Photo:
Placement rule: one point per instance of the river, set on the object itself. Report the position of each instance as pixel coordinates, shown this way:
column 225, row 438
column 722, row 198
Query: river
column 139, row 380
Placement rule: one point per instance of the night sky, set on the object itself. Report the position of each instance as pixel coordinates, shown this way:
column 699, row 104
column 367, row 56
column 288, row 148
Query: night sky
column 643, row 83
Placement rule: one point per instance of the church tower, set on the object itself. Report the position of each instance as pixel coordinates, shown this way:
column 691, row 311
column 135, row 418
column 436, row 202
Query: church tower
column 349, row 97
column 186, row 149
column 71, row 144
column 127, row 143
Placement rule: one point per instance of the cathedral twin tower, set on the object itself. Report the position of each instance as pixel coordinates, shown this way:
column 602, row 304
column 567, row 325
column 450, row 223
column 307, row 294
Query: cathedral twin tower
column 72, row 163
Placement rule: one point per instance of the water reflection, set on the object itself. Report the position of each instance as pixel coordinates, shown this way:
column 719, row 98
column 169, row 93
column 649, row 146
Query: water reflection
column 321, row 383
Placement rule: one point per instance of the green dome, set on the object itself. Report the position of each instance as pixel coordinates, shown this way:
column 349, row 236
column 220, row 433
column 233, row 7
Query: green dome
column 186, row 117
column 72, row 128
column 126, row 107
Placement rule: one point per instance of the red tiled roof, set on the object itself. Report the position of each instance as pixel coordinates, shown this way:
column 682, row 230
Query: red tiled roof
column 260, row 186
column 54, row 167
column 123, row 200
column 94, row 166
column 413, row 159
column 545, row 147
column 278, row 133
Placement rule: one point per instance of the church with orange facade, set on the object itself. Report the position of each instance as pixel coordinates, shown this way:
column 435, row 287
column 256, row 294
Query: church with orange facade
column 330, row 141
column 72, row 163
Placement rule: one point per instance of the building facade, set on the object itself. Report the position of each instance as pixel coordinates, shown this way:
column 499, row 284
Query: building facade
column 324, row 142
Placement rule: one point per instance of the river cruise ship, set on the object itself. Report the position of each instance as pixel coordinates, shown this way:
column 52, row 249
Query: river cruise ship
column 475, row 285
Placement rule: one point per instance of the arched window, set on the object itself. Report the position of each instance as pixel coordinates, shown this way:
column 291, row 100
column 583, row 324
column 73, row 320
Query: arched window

__________________________________________________

#### WHAT IS NEEDED:
From the first line of the data through the line with "Placement rule: one point per instance of the night", quote each line exactly and add nothing else.

#### EXERCISE ANSWER:
Photo:
Placement rule: one point per instance of the river, set on the object itself. Report the position of each instance as pixel coordinates, shown this way:
column 225, row 438
column 722, row 198
Query: river
column 139, row 380
Placement rule: one point per instance of the night sky, set on the object itself. Report the position of each instance as pixel coordinates, shown this way:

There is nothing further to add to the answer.